
    I don’t care for the payoff because darkness induced audience apathy had set in the moment the story was previewed.

    To repeat:
    Children forced to participate in a war, the eldest is twelve while the youngest is four. Soul-devouring weaponry being powered by said child soldiers. Nazis targeting a specific race. Bigotry and genocide. Forcing a goddamn nine-year-old to commit suicide if you screw up. Also, twelve-year-old goes on a killing spree judging from a hidden movie if I understand correctly.

    I hate it.

    Before you make the suggestion, no, this isn’t how you “explore darkness.” This isn’t how you “break taboos.” This is how you get sent to psychological therapy if anything.
-.-.-
__What you have to do__.
Repeat the text from the critique of the story word for word, from "I don’t care" up to and including "therapy if anything.". The data comes from a separate source and has no connection to the text above.

__Supplied entries__.
-.-.-
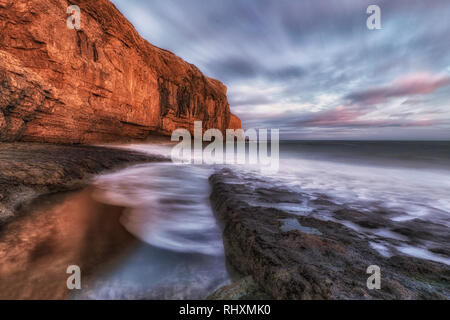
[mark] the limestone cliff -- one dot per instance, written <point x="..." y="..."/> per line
<point x="103" y="82"/>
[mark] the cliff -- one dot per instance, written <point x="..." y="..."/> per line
<point x="103" y="82"/>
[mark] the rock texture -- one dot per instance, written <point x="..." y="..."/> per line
<point x="302" y="257"/>
<point x="28" y="170"/>
<point x="100" y="83"/>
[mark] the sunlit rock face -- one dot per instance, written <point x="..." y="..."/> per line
<point x="102" y="82"/>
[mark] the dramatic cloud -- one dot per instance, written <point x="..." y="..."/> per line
<point x="312" y="68"/>
<point x="416" y="84"/>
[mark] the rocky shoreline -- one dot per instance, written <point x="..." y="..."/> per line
<point x="28" y="170"/>
<point x="292" y="256"/>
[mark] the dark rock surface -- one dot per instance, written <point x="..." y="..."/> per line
<point x="28" y="170"/>
<point x="293" y="256"/>
<point x="243" y="289"/>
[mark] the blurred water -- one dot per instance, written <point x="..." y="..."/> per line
<point x="167" y="207"/>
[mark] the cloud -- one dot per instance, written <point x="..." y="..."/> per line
<point x="414" y="84"/>
<point x="278" y="58"/>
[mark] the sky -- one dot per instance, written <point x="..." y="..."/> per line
<point x="312" y="68"/>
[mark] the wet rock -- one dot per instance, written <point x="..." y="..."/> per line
<point x="28" y="170"/>
<point x="317" y="259"/>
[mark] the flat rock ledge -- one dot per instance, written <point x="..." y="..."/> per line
<point x="28" y="170"/>
<point x="300" y="257"/>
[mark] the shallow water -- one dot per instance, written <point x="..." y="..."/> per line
<point x="410" y="180"/>
<point x="173" y="246"/>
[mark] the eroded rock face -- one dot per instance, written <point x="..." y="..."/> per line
<point x="100" y="83"/>
<point x="293" y="256"/>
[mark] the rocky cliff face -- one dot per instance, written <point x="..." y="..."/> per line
<point x="100" y="83"/>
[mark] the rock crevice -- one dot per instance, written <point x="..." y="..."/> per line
<point x="101" y="83"/>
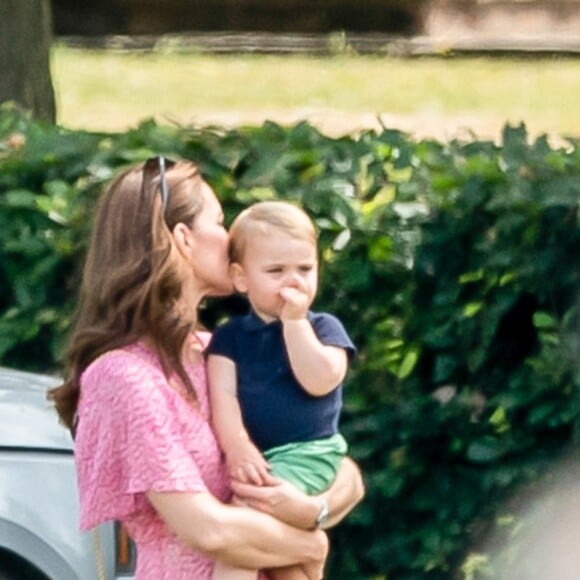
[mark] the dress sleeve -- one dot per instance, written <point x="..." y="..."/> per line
<point x="129" y="438"/>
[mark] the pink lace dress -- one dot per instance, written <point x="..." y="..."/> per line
<point x="137" y="433"/>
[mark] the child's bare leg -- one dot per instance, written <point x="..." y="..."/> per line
<point x="288" y="573"/>
<point x="223" y="571"/>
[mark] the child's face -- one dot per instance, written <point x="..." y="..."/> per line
<point x="273" y="262"/>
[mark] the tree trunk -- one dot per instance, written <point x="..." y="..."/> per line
<point x="25" y="39"/>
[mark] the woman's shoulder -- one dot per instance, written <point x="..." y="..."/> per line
<point x="130" y="364"/>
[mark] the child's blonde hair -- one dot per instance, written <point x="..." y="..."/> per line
<point x="262" y="218"/>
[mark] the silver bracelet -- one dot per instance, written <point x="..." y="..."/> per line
<point x="322" y="517"/>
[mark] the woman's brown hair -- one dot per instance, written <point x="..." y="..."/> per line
<point x="132" y="276"/>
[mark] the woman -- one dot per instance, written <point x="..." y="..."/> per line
<point x="135" y="393"/>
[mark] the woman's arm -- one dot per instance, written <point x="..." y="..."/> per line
<point x="237" y="535"/>
<point x="288" y="504"/>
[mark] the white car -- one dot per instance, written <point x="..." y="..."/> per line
<point x="39" y="529"/>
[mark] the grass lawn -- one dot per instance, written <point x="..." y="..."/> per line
<point x="441" y="97"/>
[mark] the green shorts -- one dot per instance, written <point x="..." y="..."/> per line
<point x="310" y="465"/>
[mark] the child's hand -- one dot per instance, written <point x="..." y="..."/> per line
<point x="297" y="300"/>
<point x="247" y="464"/>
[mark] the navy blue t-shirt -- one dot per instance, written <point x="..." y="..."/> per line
<point x="275" y="408"/>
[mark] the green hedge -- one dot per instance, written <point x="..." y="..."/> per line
<point x="453" y="265"/>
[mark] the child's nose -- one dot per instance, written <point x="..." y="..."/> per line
<point x="294" y="280"/>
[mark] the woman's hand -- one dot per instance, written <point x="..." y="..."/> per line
<point x="288" y="504"/>
<point x="281" y="500"/>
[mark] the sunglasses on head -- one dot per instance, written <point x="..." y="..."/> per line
<point x="156" y="166"/>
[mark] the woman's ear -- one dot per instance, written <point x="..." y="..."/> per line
<point x="238" y="277"/>
<point x="183" y="239"/>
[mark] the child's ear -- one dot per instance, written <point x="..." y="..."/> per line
<point x="238" y="277"/>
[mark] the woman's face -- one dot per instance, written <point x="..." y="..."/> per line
<point x="210" y="261"/>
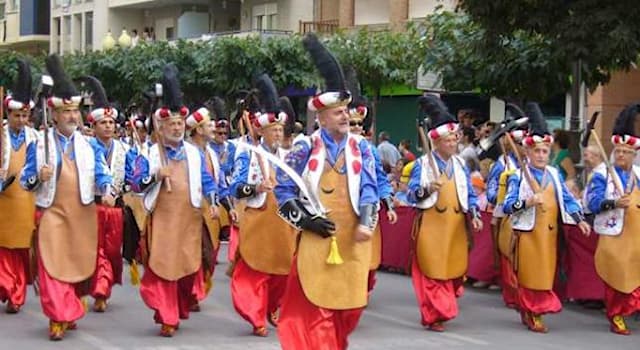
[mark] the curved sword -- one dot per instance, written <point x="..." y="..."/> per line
-.-.-
__Solution for this exercise__.
I don’t care for the payoff because darkness induced audience apathy had set in the moment the story was previewed.

    To repeat:
    Children forced to participate in a war, the eldest is twelve while the youngest is four. Soul-devouring weaponry being powered by said child soldiers. Nazis targeting a specific race. Bigotry and genocide. Forcing a goddamn nine-year-old to commit suicide if you screw up. Also, twelve-year-old goes on a killing spree judging from a hidden movie if I understand correctly.

    I hate it.

    Before you make the suggestion, no, this isn’t how you “explore darkness.” This isn’t how you “break taboos.” This is how you get sent to psychological therapy if anything.